Pointing dataset records:
--------------------------------------------------
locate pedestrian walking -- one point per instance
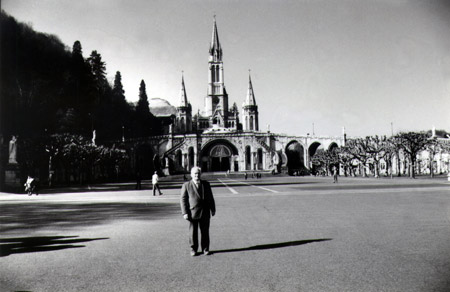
(335, 173)
(138, 181)
(155, 182)
(31, 186)
(197, 206)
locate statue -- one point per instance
(13, 150)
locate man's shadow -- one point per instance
(18, 245)
(271, 245)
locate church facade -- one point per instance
(220, 139)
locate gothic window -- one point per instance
(179, 157)
(217, 74)
(247, 157)
(182, 124)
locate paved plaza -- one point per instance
(276, 233)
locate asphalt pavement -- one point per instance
(271, 234)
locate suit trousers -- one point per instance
(203, 225)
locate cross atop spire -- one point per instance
(183, 96)
(215, 50)
(250, 100)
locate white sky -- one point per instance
(357, 64)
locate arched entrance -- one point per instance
(295, 158)
(220, 158)
(218, 155)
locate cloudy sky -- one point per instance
(357, 64)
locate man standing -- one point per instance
(197, 206)
(155, 182)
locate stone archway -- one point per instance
(218, 155)
(295, 157)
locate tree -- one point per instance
(376, 150)
(143, 115)
(433, 148)
(323, 160)
(142, 107)
(118, 92)
(412, 143)
(98, 71)
(357, 149)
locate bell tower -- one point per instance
(184, 111)
(250, 109)
(216, 101)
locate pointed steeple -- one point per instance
(215, 50)
(250, 100)
(183, 96)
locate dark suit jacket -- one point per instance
(197, 202)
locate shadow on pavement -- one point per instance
(10, 246)
(271, 246)
(63, 215)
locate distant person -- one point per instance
(31, 186)
(155, 182)
(138, 180)
(335, 174)
(197, 206)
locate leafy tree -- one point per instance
(357, 149)
(142, 108)
(433, 147)
(412, 143)
(324, 160)
(143, 115)
(118, 92)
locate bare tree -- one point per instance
(412, 143)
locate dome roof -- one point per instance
(161, 108)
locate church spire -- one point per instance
(183, 96)
(250, 100)
(215, 50)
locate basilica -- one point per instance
(222, 137)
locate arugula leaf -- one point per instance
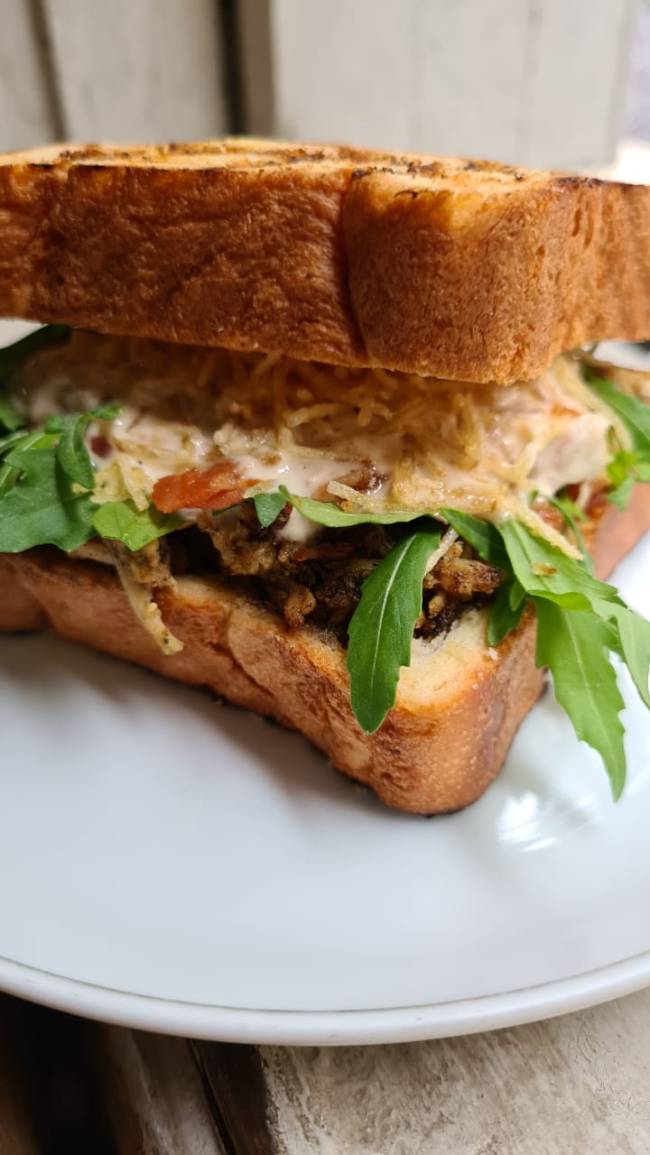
(10, 356)
(545, 572)
(572, 515)
(8, 476)
(506, 611)
(40, 503)
(574, 646)
(621, 493)
(634, 412)
(268, 507)
(42, 506)
(72, 454)
(10, 439)
(482, 535)
(381, 630)
(9, 417)
(626, 467)
(120, 521)
(327, 513)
--------------------------------------------------
> STATED EXERCISE: Can you write out all the records again with "one point per instance" replaced by "mark each instance with a point" throughout, keeping everything else the same and omitting the pictures?

> SOLVED PROBLEM:
locate pedestrian walking -- mark each instance with a point
(335, 173)
(138, 181)
(155, 182)
(31, 186)
(197, 206)
locate statue -- mark each instance with a point
(13, 150)
locate man's shadow -- mark each instance with a point
(18, 245)
(271, 245)
locate church facade -- mark each instance with a point
(220, 139)
locate gothic window -- mark each instance with a point
(179, 157)
(217, 74)
(247, 157)
(182, 124)
locate paved plaza -- mark each instance with a point
(276, 233)
locate asphalt pavement -- mark each instance with a point
(271, 234)
locate suit trousers -- mark each instance with a point
(203, 225)
locate cross atop spire -- mark each instance with a point
(183, 96)
(215, 50)
(250, 100)
locate white sky -- mark each instance with a point
(357, 64)
locate arched entrance -- mark each instance with a point
(295, 158)
(220, 158)
(218, 155)
locate cloudy sky -- mark each instance with a point
(357, 64)
locate man standing -- mark each instance with a point
(197, 206)
(155, 182)
locate stone archway -- mark each instance with a point
(218, 155)
(295, 157)
locate tree -- mark each instance with a point
(376, 150)
(143, 115)
(433, 148)
(323, 160)
(142, 107)
(118, 92)
(412, 143)
(98, 71)
(357, 149)
locate bell tower -- mark each instance with a point
(184, 111)
(250, 109)
(216, 101)
locate pointed steeple -- mark each instance with a point
(215, 50)
(250, 100)
(183, 96)
locate dark suit jacket -- mark each instance with a point
(197, 202)
locate shadow on pavement -- mark each instance with a point
(10, 246)
(271, 246)
(63, 215)
locate distant person -- mark each instance with a point
(31, 186)
(155, 182)
(138, 180)
(335, 174)
(197, 206)
locate leafy tree -- mark each instance with a point
(357, 149)
(142, 108)
(433, 147)
(412, 143)
(324, 160)
(143, 115)
(118, 92)
locate bare tree -- mark each instance with a point
(412, 143)
locate dome roof -- mark each instance with a point
(161, 108)
locate church spire -- mark each instance with a point
(183, 96)
(250, 100)
(215, 50)
locate basilica -- mark each instance with a point
(222, 137)
locate arugula leaf -- mark each instance with a point
(10, 356)
(545, 572)
(572, 515)
(8, 476)
(506, 611)
(40, 503)
(574, 646)
(621, 493)
(634, 412)
(268, 507)
(42, 506)
(72, 454)
(10, 439)
(482, 535)
(381, 630)
(9, 417)
(626, 467)
(120, 521)
(327, 513)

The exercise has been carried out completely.